§ **Task set**
A – According to the journey mapping article, what materials do you need for a first draft of a journey map?
B – From the journey mapping article, return the part that opens with the words containing "Maps like this" and closes with "in the past.", copied verbatim.
C – Resume the journey mapping article after its last sentence.

§ **Exercise passage**
==================================================

Use Journey Maps to Jumpstart Your Employee Experience Efforts

Use Journey Maps To Jumpstart

In a recent survey, 80% of executives said employee experience (EX) is important to their company’s future, but less than a quarter think their firm does a good job with it today. One of the easiest ways to get better is a process called journey mapping. This article explains what it is and offers tips for using it to drive EX improvement.

Journey maps turn abstract experiences into concrete pictures

A journey map is a visual diagram of the steps someone goes through to accomplish a certain goal. In the example here, a woman named Jane is trying to buy health insurance. The map shows:

  • What happens. We see what Jane does to reach her goal and what she hears from others along the way. This particular journey puts her in contact with a friend, a state website, and the insurance company.

  • Her thoughts and feelings. Experiences are subjective, so the map also shows what’s going on in Jane’s head. Position and color show when she feels positive, neutral, or negative. Quotes at the bottom shed light on what’s causing those feelings and how Jane would articulate them.

Maps like this are powerful because they tell the story of a real person. Humans are wired to hear and remember stories, so a journey map helps leaders understand and empathize with employees in a way survey data never will.

Because the journey mapping process is fairly straightforward, it’s easy to get started. All you need for a first draft is sticky notes, markers, and butcher paper. Just be careful – a map isn’t “done” until it’s been validated with primary research. You have to go out and talk to employees who have had the experience personally to make sure you’ve captured what’s actually happening, not just what you think happens. That research has its own benefits, though. Employees who participate report feeling seen and heard in a way they haven’t in the past.

Just make sure their input doesn’t fall into a black hole. Journey maps start out as a diagnostic tool, but they’re also the foundation for ongoing EX governance. Every map of “what is” should be converted into a blueprint for what will be. Those blueprints can be used to train managers on how to run meetings or handle certain situations. They can also be used to help everyone see (literally) how a proposed change in policy or process will look to employees before it gets rolled out, saving lots of time and headache in the process.

Get quick wins by mapping employees’ everyday experiences

To get started with journey mapping, you must first decide which journeys to map. The good news is, you can map anything. That’s also the bad news. The choice can feel overwhelming.

==================================================

§ **Source material**
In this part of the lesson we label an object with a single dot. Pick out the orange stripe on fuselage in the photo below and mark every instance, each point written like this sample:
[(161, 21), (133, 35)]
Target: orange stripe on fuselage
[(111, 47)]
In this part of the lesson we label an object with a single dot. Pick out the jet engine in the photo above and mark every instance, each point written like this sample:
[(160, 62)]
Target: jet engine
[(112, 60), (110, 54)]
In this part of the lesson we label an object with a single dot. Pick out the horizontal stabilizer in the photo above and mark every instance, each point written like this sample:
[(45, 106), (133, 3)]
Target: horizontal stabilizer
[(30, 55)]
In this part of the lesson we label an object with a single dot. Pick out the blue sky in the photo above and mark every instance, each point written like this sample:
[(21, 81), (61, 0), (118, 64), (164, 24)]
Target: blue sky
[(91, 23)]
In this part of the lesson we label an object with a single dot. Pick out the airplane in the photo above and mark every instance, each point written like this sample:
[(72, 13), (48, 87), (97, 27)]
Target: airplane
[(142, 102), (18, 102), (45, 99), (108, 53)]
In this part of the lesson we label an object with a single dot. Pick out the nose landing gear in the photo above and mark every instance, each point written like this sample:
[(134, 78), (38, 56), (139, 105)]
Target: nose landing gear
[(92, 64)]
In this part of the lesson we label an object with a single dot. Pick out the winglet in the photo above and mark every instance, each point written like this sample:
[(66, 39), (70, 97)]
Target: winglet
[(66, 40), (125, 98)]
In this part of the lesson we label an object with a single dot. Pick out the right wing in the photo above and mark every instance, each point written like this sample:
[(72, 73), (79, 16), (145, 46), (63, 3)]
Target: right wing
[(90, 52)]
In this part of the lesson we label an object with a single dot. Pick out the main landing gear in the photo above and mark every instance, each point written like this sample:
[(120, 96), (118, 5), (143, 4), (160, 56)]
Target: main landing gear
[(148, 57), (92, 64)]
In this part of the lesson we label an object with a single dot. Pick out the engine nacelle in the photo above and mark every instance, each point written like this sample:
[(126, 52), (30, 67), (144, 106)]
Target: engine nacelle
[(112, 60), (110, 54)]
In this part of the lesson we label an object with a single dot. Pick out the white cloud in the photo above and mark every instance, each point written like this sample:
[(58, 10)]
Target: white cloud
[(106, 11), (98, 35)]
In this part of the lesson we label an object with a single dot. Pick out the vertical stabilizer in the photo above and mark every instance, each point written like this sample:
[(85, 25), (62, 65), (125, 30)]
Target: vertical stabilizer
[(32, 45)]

==================================================

§ **Results**
A – Sticky notes, markers, and butcher paper.

B –
Maps like this are powerful because they tell the story of a real person. Humans are wired to hear and remember stories, so a journey map helps leaders understand and empathize with employees in a way survey data never will.

Because the journey mapping process is fairly straightforward, it’s easy to get started. All you need for a first draft is sticky notes, markers, and butcher paper. Just be careful – a map isn’t “done” until it’s been validated with primary research. You have to go out and talk to employees who have had the experience personally to make sure you’ve captured what’s actually happening, not just what you think happens. That research has its own benefits, though. Employees who participate report feeling seen and heard in a way they haven’t in the past.

C –
In HR, your first instinct may be to map something you manage like recruiting or open enrollment. That’s not what I recommend. Those journeys are important, of course, but they’re also infrequent. You’ll have more impact more quickly if you start with common experiences like:

  • Completing job tasks. Customer service agents can talk to as many as 1,000 customers a month, most of whom are upset or frustrated when they call (CallMiner). What is it like to get yelled at 10, 15, 20 times a day for things you had nothing to do with?

  • Sitting through meetings. Companies hold about 3 billion meetings a year, most of which stink, and as more go virtual the experience gets even worse. Why? What makes 73% of people tune out in meetings? How does it feel as a speaker to know no one is listening?

  • Managing email. Still the most popular form of business communication, a 2018 survey found employees spend an average of 3.1 hours each day on work-related email. Forty-one percent of those feel indifferent about the task, and 22% reported feelings of anxiety, dread, or guilt. We can do better.

These seem like small things, barely big enough to be called journeys, but they add up. As the saying goes, you don’t know the impact a small thing can have until you’ve spent the night with a mosquito. And while they may not be things HR controls directly, they are still things you can impact through job design, training programs, and ongoing manager coaching.

Whatever journey you choose, it’s usually not hard to find opportunities to improve in your map. Most people include them right in the final product. But then what? How do you actually improve the journey you’ve identified?

Ask employees to co-create a new and improved journey with you

No one knows better than employees what kind of experience they want, so ask for their help when it’s time to design solutions to problems a journey map has revealed. This approach, called co-creation, is often used to fix customer experiences and is starting to pop up in EX with great results.

My favorite example is Delta Airlines, which used co-creation to redesign employee uniforms for the first time in 12 years. Designer Zac Posen led the project, but its focus was squarely on employees. Posen and team started by understanding the journey of many different workers. He personally “shadowed dozens of Delta employees over the last few years to learn every inch of the cabin and every detail of their duties – from in-flight services to baggage handling – so he could create a look and fabric that worked for their every need.”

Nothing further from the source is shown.